» Texte présenté:
——————

Qu’est-ce que le carbone biogénique ?

Le développement de tout végétal est lié au phénomène de la photosynthèse. Cette transformation chimique effectuée par la plante à partir du CO2 présent dans l’air entraine la création de dioxygène qui va être réémis dans l’atmosphère, ainsi que la formation de glucose, qui permet à la plante d’opérer sa croissance. Le carbone présent dans ce composé fait partie intégrante de la plante. C’est lui qu’on nomme « carbone biogénique ». Du fait de ce prélèvement initial de CO2 dans l’atmosphère, les végétaux offrent donc un bénéfice vis à vis du changement climatique. On dit qu’ils constituent un puits carbone.

Pourquoi prendre en compte le carbone biogénique ?

Intégrer la biomasse issue de la culture des végétaux dans un produit à durée de vie longue comme un matériau de construction permet de séquestrer de façon pérenne du carbone : les réémissions de CO2 dues à la décomposition du végétal étant retardées par rapport au cycle agricole naturel plus court, le phénomène de puits carbone est optimisé. Il est donc important de prendre en compte ce bénéfice et de l’évaluer quand on intègre de la matière première biosourcée (donc du carbone biogénique) dans un produit. Le rôle des biosourcés sur l’atténuation du réchauffement climatique est par conséquent bien réel, à condition toutefois que la ressource biosourcée utilisée soit renouvelée, ce qui est le cas pour une forêt gérée durablement ou pour les cultures annuelles comme le chanvre ou le lin. 

Comment quantifier le CO2 stocké dans un produit biosourcé ?

La teneur en carbone de la matière sèche peut être obtenue directement via des tests de teneur en carbone ou en calculant la teneur en carbone des différents composés de l’espèce végétale. La moyenne pondérée des teneurs en carbone des différents composés (cellulose, hémicellulose, pectine et lignine) donne une teneur en carbone totale. En voici quelques exemples : la fibre de chanvre a une teneur en carbone de 43,7%, la fibre de lin de 43,9%, la chènevotte (paille de chanvre) de 48% et le bois résineux de 50%.

Le cycle de vie d'un produit biosourcé

Comment prendre en compte le carbone biogénique sur l’ensemble du cycle de vie d’un matériau ?

——————

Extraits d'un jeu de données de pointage
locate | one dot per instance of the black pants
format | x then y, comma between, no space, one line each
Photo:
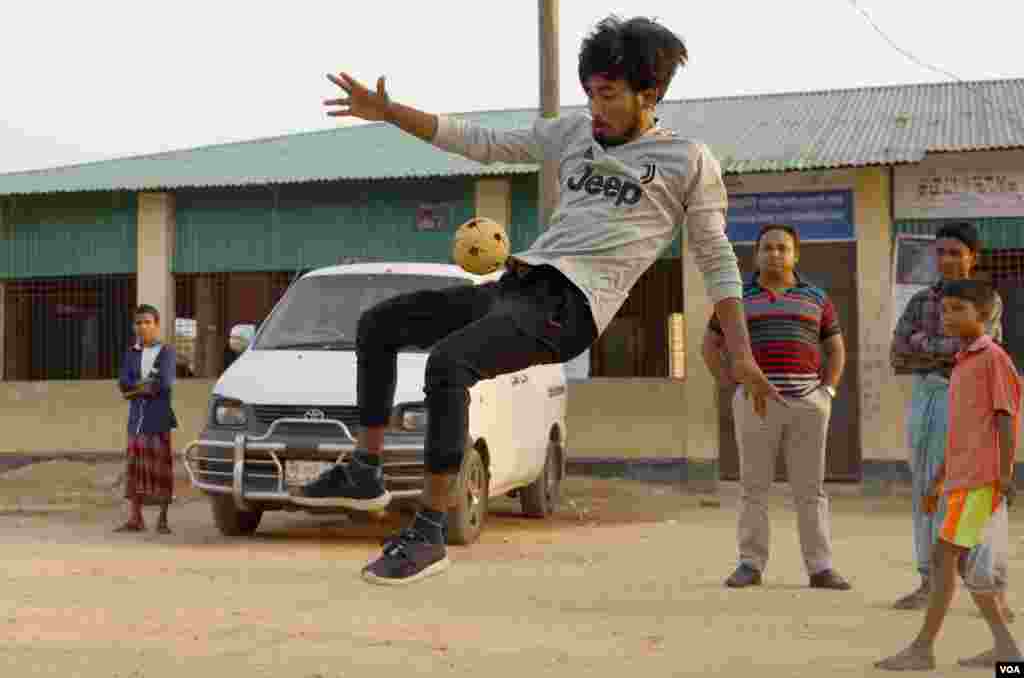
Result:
477,332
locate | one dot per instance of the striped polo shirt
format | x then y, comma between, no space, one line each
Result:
786,332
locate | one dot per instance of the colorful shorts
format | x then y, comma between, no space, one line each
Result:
969,512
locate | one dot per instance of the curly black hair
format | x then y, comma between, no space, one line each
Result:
639,50
979,292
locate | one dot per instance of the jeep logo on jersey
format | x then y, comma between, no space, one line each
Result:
624,193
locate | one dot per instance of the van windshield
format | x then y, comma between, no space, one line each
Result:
322,311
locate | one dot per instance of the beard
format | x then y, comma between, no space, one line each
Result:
633,132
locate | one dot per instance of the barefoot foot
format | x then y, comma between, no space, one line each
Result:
911,659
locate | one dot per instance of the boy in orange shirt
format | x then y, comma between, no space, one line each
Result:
975,481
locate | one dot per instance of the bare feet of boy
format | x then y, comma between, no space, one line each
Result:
911,659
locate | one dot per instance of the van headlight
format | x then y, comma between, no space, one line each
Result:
229,413
412,418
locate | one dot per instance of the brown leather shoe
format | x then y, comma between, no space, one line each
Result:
743,577
829,579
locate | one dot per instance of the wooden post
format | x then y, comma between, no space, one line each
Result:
548,192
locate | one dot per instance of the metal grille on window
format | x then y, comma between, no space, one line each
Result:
67,328
208,305
1005,268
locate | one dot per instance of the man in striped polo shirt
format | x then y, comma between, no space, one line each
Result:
791,324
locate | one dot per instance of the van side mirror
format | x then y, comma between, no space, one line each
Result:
242,337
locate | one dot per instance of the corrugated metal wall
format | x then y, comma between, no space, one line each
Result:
996,234
293,227
68,235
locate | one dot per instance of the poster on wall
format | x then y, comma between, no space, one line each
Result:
432,216
817,215
914,268
957,193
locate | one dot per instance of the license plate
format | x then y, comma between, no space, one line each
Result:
299,472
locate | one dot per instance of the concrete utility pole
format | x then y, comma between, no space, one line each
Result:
549,103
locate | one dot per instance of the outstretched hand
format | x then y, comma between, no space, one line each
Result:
360,102
756,385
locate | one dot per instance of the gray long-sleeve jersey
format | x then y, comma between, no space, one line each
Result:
619,208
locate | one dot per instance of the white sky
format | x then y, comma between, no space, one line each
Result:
108,78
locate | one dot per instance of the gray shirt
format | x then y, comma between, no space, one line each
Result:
619,208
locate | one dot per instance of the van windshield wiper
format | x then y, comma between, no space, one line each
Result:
337,344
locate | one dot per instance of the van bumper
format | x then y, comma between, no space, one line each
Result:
253,468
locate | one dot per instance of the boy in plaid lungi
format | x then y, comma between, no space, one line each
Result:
975,482
146,378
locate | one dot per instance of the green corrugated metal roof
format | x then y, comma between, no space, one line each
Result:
764,133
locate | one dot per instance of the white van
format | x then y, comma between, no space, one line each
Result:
286,409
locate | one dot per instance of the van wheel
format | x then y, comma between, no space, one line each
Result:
472,493
230,521
540,499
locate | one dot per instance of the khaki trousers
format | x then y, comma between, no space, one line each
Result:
800,430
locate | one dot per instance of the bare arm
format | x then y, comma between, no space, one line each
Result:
733,322
835,349
1008,449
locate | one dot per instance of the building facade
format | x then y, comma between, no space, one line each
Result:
214,236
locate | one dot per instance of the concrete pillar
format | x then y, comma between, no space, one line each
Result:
156,255
700,389
494,200
210,337
3,330
882,406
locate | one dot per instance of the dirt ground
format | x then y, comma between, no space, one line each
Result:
628,578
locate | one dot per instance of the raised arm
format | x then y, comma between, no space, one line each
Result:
529,144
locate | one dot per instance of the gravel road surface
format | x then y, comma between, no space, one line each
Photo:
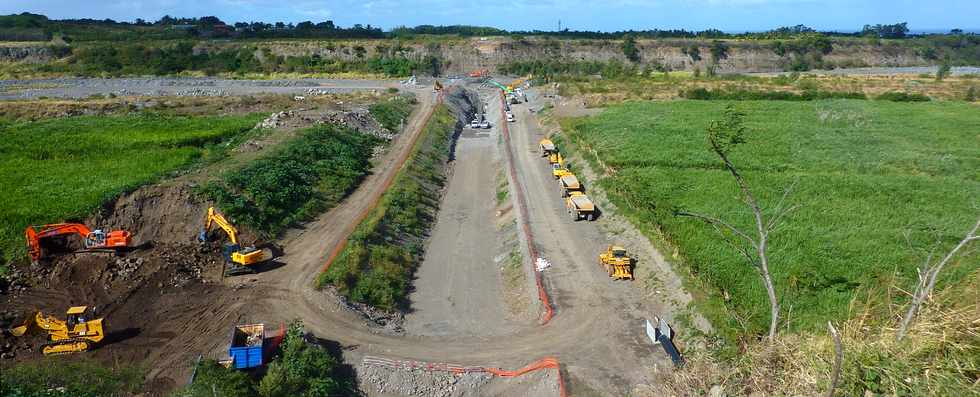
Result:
178,86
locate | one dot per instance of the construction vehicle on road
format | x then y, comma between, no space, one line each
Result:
94,239
579,206
569,183
240,260
617,263
75,334
547,147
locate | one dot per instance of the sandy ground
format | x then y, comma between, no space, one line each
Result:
954,71
457,286
597,332
178,86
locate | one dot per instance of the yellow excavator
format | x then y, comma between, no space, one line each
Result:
617,263
75,334
240,260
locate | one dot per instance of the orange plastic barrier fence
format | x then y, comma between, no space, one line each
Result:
545,363
387,183
522,204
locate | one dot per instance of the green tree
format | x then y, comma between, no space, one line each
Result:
629,49
213,379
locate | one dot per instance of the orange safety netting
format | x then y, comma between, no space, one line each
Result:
544,363
387,183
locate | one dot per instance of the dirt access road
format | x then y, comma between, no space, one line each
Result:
72,87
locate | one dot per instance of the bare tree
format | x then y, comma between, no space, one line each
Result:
724,135
838,358
928,274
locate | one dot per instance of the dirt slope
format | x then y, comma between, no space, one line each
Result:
457,286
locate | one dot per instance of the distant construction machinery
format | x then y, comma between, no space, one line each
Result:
94,240
79,332
617,263
240,260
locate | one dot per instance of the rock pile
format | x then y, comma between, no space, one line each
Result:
405,382
275,120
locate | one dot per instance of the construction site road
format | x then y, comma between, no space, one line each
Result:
72,87
597,332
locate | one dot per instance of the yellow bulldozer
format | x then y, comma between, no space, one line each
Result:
240,260
78,333
617,263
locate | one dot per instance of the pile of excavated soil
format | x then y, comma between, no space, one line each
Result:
134,294
379,380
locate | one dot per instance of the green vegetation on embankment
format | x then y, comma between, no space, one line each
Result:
381,255
54,376
182,57
63,169
391,113
304,177
877,183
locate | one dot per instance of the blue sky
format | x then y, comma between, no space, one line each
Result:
728,15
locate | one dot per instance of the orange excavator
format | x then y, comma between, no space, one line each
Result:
94,239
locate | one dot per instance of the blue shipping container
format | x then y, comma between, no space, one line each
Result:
246,345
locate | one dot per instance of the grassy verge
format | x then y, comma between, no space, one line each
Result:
393,112
381,255
938,357
301,368
792,86
872,178
63,169
304,177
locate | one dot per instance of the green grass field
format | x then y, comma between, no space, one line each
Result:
873,179
62,169
377,264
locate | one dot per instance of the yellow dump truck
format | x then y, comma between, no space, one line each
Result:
547,147
579,206
617,263
79,332
569,183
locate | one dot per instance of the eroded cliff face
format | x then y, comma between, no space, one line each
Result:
463,55
472,54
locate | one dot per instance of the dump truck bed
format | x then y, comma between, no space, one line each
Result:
582,203
569,181
246,345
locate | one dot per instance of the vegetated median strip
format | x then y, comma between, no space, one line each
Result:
307,175
525,226
544,363
916,169
63,169
374,262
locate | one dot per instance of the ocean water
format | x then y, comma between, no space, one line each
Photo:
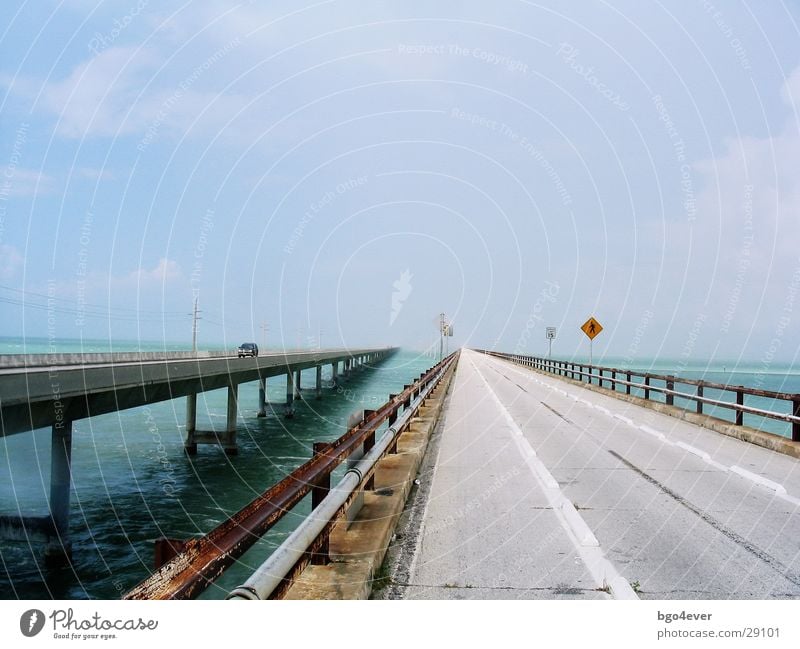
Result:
132,481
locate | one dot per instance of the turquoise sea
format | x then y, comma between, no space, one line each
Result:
132,481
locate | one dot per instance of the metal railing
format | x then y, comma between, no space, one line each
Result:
649,384
198,562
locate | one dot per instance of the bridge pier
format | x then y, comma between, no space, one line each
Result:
226,438
289,407
262,398
298,394
189,444
59,548
229,439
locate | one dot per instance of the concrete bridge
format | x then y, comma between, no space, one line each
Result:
539,486
53,390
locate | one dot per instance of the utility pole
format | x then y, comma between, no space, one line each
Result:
195,318
441,334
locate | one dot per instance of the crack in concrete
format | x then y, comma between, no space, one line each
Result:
742,542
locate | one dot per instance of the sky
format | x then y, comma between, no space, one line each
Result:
344,172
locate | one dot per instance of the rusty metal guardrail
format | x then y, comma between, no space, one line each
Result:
197,563
274,577
651,383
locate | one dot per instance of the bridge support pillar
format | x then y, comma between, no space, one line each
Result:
59,548
229,440
189,444
298,394
262,397
289,408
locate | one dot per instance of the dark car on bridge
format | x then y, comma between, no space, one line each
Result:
248,349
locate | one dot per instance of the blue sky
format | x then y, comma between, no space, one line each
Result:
360,167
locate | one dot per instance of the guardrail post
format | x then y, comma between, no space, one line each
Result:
796,425
739,413
262,398
318,492
390,421
369,442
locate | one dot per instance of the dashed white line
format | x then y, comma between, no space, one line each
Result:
585,542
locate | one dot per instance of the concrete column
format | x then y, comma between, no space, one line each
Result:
59,547
262,397
289,408
230,429
189,444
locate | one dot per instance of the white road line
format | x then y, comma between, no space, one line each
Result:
579,533
764,482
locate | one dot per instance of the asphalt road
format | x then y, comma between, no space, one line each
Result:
542,489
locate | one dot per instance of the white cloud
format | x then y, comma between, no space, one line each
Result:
99,97
29,182
11,261
91,173
164,271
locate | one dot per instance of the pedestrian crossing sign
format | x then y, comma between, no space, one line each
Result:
591,328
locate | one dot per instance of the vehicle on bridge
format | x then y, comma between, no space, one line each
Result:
248,349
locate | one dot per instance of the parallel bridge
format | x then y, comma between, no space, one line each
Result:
53,390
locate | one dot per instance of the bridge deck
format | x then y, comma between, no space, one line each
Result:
544,489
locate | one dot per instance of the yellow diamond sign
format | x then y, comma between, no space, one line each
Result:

——————

» Exercices:
a) Ajoutez 20 à chaque coordonnée des réponses et réécrivez intégralement les lignes des entrées en commençant par celle qui contient « locate | one dot per instance of the bridge deck » et en terminant à la fin des entrées.
b) Poursuivez le texte sur le carbone biogénique à partir de l'endroit où il s'arrête.

» Corrigés des exercices:
a)
locate | one dot per instance of the bridge deck
format | x then y, comma between, no space, one line each
Result:
564,509
locate | one dot per instance of the yellow diamond sign
format | x then y, comma between, no space, one line each
Result:

b)
Le cycle de vie d’un produit de construction biosourcé, représenté dans le schéma ci-dessus, comporte deux étapes sensibles pour la prise en compte du carbone biogénique et sa modélisation dans les ACV (Analyses de Cycle de Vie) de la RE2020 :

• Le choix de la donnée d’entrée : à ce jour il n’existe pas de donnée spécifique de traitement des déchets d’isolants biosourcés car les premiers volumes à traiter en fin de vie n’apparaitront pas avant 2025/2030 du fait de la mise en œuvre récente de la filière biosourcée. Lors de la modélisation d’un matériau biosourcé il faut donc veiller à choisir la donnée la plus représentative possible dans la base ecoinvent2, la plus proche à ce jour étant le bois (« waste wood »).

• Le choix du scénario de fin de vie : le type de scénario en fin de vie a beaucoup d’impact sur l’indicateur réchauffement climatique, en raison du carbone biogénique séquestré dans le déchet. Le diagramme ci-dessous montre, pour une unité, les flux de CO2 selon les différents scénarios : incinération, mise en décharge sans torchage du méthane sur 100 ans, mise en décharge avec torchage du méthane (70% récupéré) sur 100 ans et, enfin, valorisation matière avec réemploi. 

Les calculs et résultats selon les différents scénarios de fin de vie

1) Incinération : avec 1 unité de CO2 éq. séquestrée lors de la production et 1 unité de CO2 éq. réémise lors de l’incinération, le bilan des flux est nul. Dans le cas d’une incinération avec valorisation énergétique, seul le calcul du module D de l’ACV permet de mettre en évidence l’intérêt environnemental. 

2) Mise en décharge sans torchage du méthane sur 100 ans : la dégradation du matériau entraîne le rejet de CO2 et de CO4 (méthane). Sans torchage, 100% du CO4 est rejeté dans l’atmosphère. Le bilan des flux est positif, il y a donc potentiellement une contribution au réchauffement climatique. 

3) Mise en décharge avec torchage du méthane (70% récupéré) sur 100 ans : avec le torchage, 70% du méthane est récupéré. Dans ce scénario le bilan des flux est négatif, il y a donc une séquestration de CO2 éq..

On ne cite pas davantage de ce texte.